─── Text excerpt

In November 1996, Horan returned to inter-county activity when he was appointed coach and trainer of the Kildare senior hurling team. He left this position after one year and succeeded Babs Keating as manager of the Laois senior hurling team in July 1997. Horan resigned in March 2000 following a number of disappointing results and the refusal to play in the National Hurling League by several high profile players.

A return to club management soon followed, with Horan being appointed manager of the St Rynagh's senior team. He guided the team to an 0–11 to 0–10 defeat by Birr in the 2001 Offaly SHC final. Horan resigned as manager in 2003, however, he returned for one more unsuccessful tenure in 2006.

Horan returned to inter-county management in February 2007 when he was apppointed manager of Offaly's under-21 team for the second time. His tenure in charge saw Offaly lose consecutive Leinster U21HC finals to Dublin and Kilkenny respectively.

──────
─── Information shown

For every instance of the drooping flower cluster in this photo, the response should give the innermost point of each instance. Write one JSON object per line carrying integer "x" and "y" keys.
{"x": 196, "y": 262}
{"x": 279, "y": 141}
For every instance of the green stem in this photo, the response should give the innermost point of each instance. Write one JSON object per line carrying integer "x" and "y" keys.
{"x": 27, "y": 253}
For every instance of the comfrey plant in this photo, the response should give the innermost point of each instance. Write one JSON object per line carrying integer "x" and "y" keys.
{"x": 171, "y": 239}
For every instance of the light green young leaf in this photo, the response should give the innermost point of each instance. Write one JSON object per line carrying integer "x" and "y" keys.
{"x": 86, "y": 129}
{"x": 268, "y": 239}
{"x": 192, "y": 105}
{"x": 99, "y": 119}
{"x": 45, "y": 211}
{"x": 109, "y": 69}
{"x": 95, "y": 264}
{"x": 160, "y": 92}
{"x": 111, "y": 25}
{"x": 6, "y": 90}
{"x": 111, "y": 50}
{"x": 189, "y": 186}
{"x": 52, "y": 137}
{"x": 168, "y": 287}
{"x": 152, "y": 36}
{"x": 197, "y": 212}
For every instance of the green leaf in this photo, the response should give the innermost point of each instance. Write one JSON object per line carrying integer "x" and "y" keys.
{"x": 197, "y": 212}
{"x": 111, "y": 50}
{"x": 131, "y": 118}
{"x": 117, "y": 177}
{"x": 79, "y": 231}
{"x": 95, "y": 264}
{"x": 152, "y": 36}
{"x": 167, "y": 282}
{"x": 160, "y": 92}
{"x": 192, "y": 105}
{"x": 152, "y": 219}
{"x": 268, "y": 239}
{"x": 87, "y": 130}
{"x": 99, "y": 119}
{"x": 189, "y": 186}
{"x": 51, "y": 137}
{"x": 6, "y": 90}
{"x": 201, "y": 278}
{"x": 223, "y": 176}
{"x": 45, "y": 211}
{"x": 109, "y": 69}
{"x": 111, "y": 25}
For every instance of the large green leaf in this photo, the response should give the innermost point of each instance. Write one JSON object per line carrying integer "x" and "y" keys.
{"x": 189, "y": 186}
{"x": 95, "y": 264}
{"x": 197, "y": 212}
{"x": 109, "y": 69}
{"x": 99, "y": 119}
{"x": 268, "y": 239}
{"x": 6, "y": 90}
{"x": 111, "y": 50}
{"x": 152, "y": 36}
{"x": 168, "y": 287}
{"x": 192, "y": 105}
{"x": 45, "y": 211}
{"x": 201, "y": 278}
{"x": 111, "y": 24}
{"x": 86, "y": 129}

──────

## Objectives
- 1) According to the excerpt on Horan's hurling management career, why did Horan step down as Laois manager in March 2000?
- 2) From the excerpt on Horan's hurling management career, quote the part that opens with the words containing "A return to" and closes with "and Kilkenny respectively.".
- 3) Answer these questions using the excerpt on Horan's hurling management career:
(a) Which team did Horan join as coach and trainer in November 1996?
(b) Which team defeated St Rynagh's in the 2001 Offaly SHC final, and what was the score?
(c) Which two teams beat Offaly in consecutive Leinster U21HC finals during Horan's tenure with the under-21 team?

## Solution set
- 1) Horan resigned after a number of disappointing results. Several high-profile players had also refused to play in the National Hurling League.

- 2)
A return to club management soon followed, with Horan being appointed manager of the St Rynagh's senior team. He guided the team to an 0–11 to 0–10 defeat by Birr in the 2001 Offaly SHC final. Horan resigned as manager in 2003, however, he returned for one more unsuccessful tenure in 2006.

Horan returned to inter-county management in February 2007 when he was apppointed manager of Offaly's under-21 team for the second time. His tenure in charge saw Offaly lose consecutive Leinster U21HC finals to Dublin and Kilkenny respectively.

- 3)
(a) The Kildare senior hurling team.
(b) Birr won, 0–11 to 0–10.
(c) Dublin and Kilkenny.